Rewrite every line of the listing, requests included, and multiply the pixel coordinates in the answers by 0.85, rounding to whole numbers with halves going up. Keep the numbers in the requests and their format samples unchanged, and leave the pictures out of your answer.

The records:
- - -

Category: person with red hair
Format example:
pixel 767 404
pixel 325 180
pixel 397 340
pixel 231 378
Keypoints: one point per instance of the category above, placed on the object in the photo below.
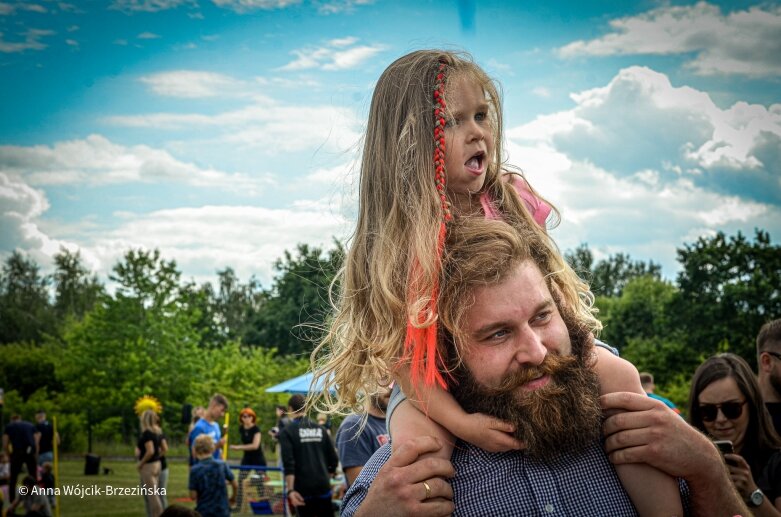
pixel 250 444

- - -

Answer to the exercise:
Category: person with red hair
Format example:
pixel 767 404
pixel 325 180
pixel 397 340
pixel 231 378
Keypoints: one point per instance of the category above, placed on the object in the photo below.
pixel 213 377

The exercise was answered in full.